Point annotation dataset records:
## begin
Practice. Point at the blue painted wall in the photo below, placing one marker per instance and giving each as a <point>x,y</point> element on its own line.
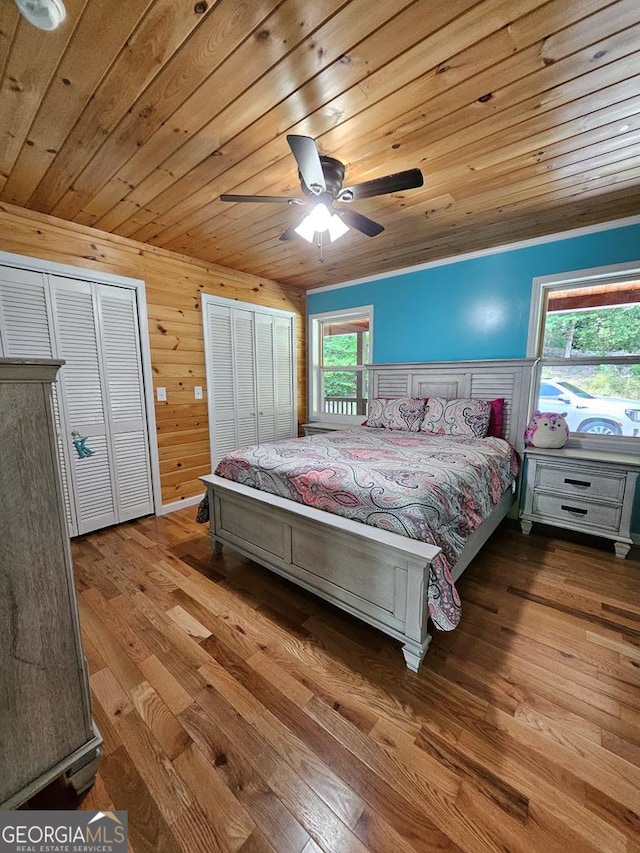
<point>477,308</point>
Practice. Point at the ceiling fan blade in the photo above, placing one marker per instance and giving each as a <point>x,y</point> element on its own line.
<point>305,150</point>
<point>361,223</point>
<point>275,199</point>
<point>409,180</point>
<point>290,233</point>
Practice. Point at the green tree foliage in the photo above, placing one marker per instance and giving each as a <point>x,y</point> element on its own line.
<point>597,332</point>
<point>608,331</point>
<point>340,351</point>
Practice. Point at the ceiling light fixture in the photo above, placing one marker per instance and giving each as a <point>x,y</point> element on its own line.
<point>319,221</point>
<point>43,14</point>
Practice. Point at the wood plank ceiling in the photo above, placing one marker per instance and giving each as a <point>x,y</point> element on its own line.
<point>134,117</point>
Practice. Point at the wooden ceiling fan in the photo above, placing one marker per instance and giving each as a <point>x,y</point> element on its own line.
<point>321,180</point>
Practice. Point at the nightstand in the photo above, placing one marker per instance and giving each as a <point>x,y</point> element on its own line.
<point>316,427</point>
<point>589,491</point>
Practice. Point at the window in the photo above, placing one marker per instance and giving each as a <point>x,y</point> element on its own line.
<point>339,347</point>
<point>585,330</point>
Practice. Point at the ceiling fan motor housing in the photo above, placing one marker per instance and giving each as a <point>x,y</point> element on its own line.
<point>333,171</point>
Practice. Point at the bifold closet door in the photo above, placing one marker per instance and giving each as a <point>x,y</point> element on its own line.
<point>26,331</point>
<point>250,375</point>
<point>233,391</point>
<point>126,413</point>
<point>99,396</point>
<point>103,402</point>
<point>283,344</point>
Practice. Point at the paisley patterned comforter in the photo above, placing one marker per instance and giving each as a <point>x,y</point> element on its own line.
<point>434,488</point>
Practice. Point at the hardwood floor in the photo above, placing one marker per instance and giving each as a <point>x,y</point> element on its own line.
<point>240,713</point>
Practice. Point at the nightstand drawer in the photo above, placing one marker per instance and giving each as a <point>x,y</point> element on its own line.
<point>581,482</point>
<point>580,513</point>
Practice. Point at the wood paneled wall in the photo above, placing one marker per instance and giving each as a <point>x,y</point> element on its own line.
<point>174,286</point>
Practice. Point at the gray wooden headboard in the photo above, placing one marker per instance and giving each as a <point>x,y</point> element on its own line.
<point>480,380</point>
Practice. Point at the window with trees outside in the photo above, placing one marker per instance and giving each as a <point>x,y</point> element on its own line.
<point>587,336</point>
<point>339,347</point>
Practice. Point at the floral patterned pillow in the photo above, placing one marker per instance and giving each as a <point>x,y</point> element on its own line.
<point>465,418</point>
<point>396,413</point>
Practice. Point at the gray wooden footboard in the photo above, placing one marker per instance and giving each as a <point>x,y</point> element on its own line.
<point>380,577</point>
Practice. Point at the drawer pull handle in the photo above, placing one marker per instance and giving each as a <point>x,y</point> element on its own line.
<point>574,509</point>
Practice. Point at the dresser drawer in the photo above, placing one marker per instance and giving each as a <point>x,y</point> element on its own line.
<point>578,512</point>
<point>580,482</point>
## end
Quote all of the data above word for word, leaving out the pictures.

Practice. Point at the blue painted wall in the photo below, placing one marker per instance and giving each as a <point>x,y</point> element on its own line.
<point>477,308</point>
Practice. Point at the ceiling fan blade in the photo above, placing one marker per instance and giving each as a <point>x,y</point> element on its own line.
<point>305,150</point>
<point>361,223</point>
<point>275,199</point>
<point>409,180</point>
<point>290,233</point>
Practice. Point at the green tree foliage in the photo above, placing one marker per instance and giving each as a <point>x,y</point> element on its own line.
<point>597,332</point>
<point>608,331</point>
<point>340,351</point>
Practice. Point at the ceiling light fixture in the photo above, placing one marker per instance and giving each as a <point>x,y</point> element on its own line.
<point>319,221</point>
<point>43,14</point>
Practice. Point at the wood plank ceiling in the photo above, placing one marker per instance and giving each as a <point>x,y</point> element on its own line.
<point>134,117</point>
Practice. Point at the wooden ceiling fan in the photo above, placing one marker per instance and giving each as a <point>x,y</point> element on its own line.
<point>321,180</point>
Practice. Point at the nightstand in the photo above, placing one marker per instance and giving each as a <point>x,y</point> element on its own line.
<point>316,427</point>
<point>589,491</point>
Practice. Point at the window in the photo above, placing one marker per instance and giving each as a <point>x,y</point> element on its own line.
<point>339,347</point>
<point>585,330</point>
Practice. Point at the ceiling fan motor housing in the photo above, placing one marker per instance and giving each as a <point>x,y</point> element on its own line.
<point>333,171</point>
Practice. Point at the bifold closet door in the photo above, placing one marker per instance and giving each as a <point>x,y</point> element on its own line.
<point>26,331</point>
<point>250,375</point>
<point>233,391</point>
<point>126,413</point>
<point>99,396</point>
<point>103,402</point>
<point>283,344</point>
Practice. Point at the paisley patterned comforter in the photo above, placing one marker per instance and giving each as a <point>x,y</point> element on its own line.
<point>434,488</point>
Practice. Point at the hardwood floor in the photo above, placing one marker per instance and giving each as a <point>x,y</point> element on its own line.
<point>240,713</point>
Practice. Point at the nightstand drawer in the photo above, placing one marker per instance and giving each as a <point>x,y</point> element on its own line.
<point>581,482</point>
<point>580,513</point>
Practice. Point at the wood paneled wall in the photo above, placing one marker per instance and giving each as a <point>x,y</point> element on its own line.
<point>174,286</point>
Practice. Point at the gray wooden headboard in the photo above, placing one marker per instance and giving each as a <point>x,y</point> element on its own line.
<point>480,380</point>
Practice. Point at the window with trees outside in the photo above, placing one marker per instance and giving each as a <point>x,y</point> element on its own line.
<point>587,336</point>
<point>339,347</point>
Practice. Point at the floral patterned pillow in the photo above, placing one marker per instance and giving each as a <point>x,y</point> element on its own line.
<point>465,418</point>
<point>396,413</point>
Practice. Point at the gray wooden footboard in the photo above, placing one marker per instance and giving each as a <point>x,y</point> element on its own line.
<point>380,577</point>
Practice. Point at the drawer pull handle in the photo above, placing one marker per instance and giving each as a <point>x,y</point> element on its own line.
<point>574,509</point>
Practice. Point at the dresser drawer in the photo above, placing one marker per instance and giving each as a <point>x,y</point> element on its own line.
<point>578,512</point>
<point>580,482</point>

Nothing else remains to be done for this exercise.